[What to produce]:
With no edits of any kind, print each record that follows.

Stored dataset items
━━━━

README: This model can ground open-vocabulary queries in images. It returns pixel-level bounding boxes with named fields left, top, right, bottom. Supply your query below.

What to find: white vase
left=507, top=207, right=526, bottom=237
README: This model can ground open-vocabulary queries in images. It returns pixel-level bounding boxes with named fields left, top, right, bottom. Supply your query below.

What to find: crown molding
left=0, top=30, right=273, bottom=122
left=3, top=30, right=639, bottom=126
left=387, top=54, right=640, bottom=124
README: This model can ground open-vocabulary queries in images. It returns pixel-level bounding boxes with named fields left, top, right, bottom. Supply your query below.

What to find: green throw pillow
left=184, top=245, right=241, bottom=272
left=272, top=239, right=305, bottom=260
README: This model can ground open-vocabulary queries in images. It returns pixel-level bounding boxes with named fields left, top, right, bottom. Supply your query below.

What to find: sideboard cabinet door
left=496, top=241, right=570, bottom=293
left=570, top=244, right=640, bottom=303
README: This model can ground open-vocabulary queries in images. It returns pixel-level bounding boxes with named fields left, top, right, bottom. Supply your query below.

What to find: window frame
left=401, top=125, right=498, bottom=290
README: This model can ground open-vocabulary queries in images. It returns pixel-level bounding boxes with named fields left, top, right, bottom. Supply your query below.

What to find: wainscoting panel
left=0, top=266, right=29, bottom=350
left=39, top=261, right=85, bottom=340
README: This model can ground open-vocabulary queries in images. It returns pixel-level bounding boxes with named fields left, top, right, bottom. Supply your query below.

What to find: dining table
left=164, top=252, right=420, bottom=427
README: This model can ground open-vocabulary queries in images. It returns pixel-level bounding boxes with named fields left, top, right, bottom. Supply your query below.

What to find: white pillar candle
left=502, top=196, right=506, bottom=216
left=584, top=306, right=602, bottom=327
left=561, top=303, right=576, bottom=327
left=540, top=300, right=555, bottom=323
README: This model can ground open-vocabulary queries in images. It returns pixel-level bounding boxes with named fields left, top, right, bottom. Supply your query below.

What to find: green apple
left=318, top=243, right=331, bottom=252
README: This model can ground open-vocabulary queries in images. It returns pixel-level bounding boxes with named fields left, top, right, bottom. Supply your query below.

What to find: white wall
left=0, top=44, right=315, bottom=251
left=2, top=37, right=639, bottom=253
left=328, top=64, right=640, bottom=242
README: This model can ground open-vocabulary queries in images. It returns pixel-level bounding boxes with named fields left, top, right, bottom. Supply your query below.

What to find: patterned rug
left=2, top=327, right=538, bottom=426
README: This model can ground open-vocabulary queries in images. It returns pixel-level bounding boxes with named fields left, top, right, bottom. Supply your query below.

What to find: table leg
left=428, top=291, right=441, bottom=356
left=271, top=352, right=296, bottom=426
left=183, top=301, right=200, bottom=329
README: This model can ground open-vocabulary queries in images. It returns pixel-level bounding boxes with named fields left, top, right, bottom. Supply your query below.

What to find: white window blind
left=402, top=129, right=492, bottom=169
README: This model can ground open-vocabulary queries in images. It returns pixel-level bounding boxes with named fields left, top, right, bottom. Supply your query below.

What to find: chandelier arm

━━━━

[Written solution]:
README: This model can ground open-vocabulary queries in images. It returns pixel-level bounding boxes with named fields left, top, right, bottom. Supply your query below.

What to find: white vase
left=507, top=207, right=526, bottom=237
README: This model can ground open-vocabulary queries in images. It returns pixel-level bounding boxes with named fields left, top, right, bottom. Supply your query below.

What to find: crown molding
left=0, top=30, right=273, bottom=122
left=3, top=30, right=639, bottom=126
left=387, top=54, right=640, bottom=124
README: This model can ground open-vocabulary queries in images. It returns pixel-level bounding boxes with named fields left, top, right, bottom. Supply your query below.

What to find: green throw pillow
left=184, top=245, right=241, bottom=272
left=272, top=239, right=305, bottom=260
README: This model can ground open-vocabulary queries in images. It returns pixel-level bounding boxes with named fields left, top, right, bottom. Supply your query below.

What to find: sideboard cabinet door
left=496, top=241, right=570, bottom=293
left=570, top=244, right=640, bottom=303
README: This model can ground open-vocabulary queries in images. It returns pixel-level bounding boxes with named fields left, top, right, bottom. Supply your query below.

What to find: window frame
left=401, top=125, right=498, bottom=290
README: This model can ground open-vocabulary queries in images. It returns pixel-level bounding boxes with named fields left, top, right, bottom. Supply your query below.

What to find: wainscoting panel
left=0, top=266, right=29, bottom=350
left=39, top=261, right=85, bottom=340
README: This model can ground open-vocabulary queries in images. It returns pixel-level bounding boxes with named fields left, top, right, bottom. Supply your query below.

What to find: dining table
left=164, top=252, right=420, bottom=427
README: This model can ground open-vocabulary queries in images. It returns pixel-level bounding boxes with named fields left, top, right, bottom. Supply your query below.

What to find: white pillar candle
left=502, top=196, right=506, bottom=216
left=584, top=306, right=602, bottom=327
left=561, top=303, right=576, bottom=327
left=540, top=300, right=555, bottom=323
README: This model can ground open-vocabulary queries in images. It returns pixel-level bounding boxes with named fields left, top, right, bottom. Supply your query below.

What to find: green apple
left=318, top=243, right=331, bottom=252
README: This model can ground open-vocabulary queries in images. It returns pixel-level bounding boxes with named fields left, top, right, bottom. Supply your query below.

What to find: white wall
left=0, top=44, right=315, bottom=251
left=2, top=37, right=639, bottom=253
left=328, top=64, right=640, bottom=242
README: This model can ground open-vocabulary queries in images. It returns pixel-level bounding boxes with named fields left, top, right, bottom. Supply your query below.

What to find: patterned rug
left=2, top=327, right=538, bottom=426
README: This model can ground open-vocabulary queries in images. It returns pixel-level bounding boxes with named fields left, top, right, bottom. Supply your query below.

What to find: table leg
left=428, top=291, right=441, bottom=356
left=271, top=352, right=296, bottom=426
left=183, top=301, right=200, bottom=329
README: This model can ground open-vocabulary queries in images. It returns pixel-level bounding boxes with named fields left, top, right, bottom. Supply your query below.

What to find: white window blind
left=402, top=129, right=492, bottom=169
README: This model can ground open-vocabulary queries in images. It returns pixel-level bounding boxes with named fields left, top, right, bottom. Supply your query below.

What to find: chandelier arm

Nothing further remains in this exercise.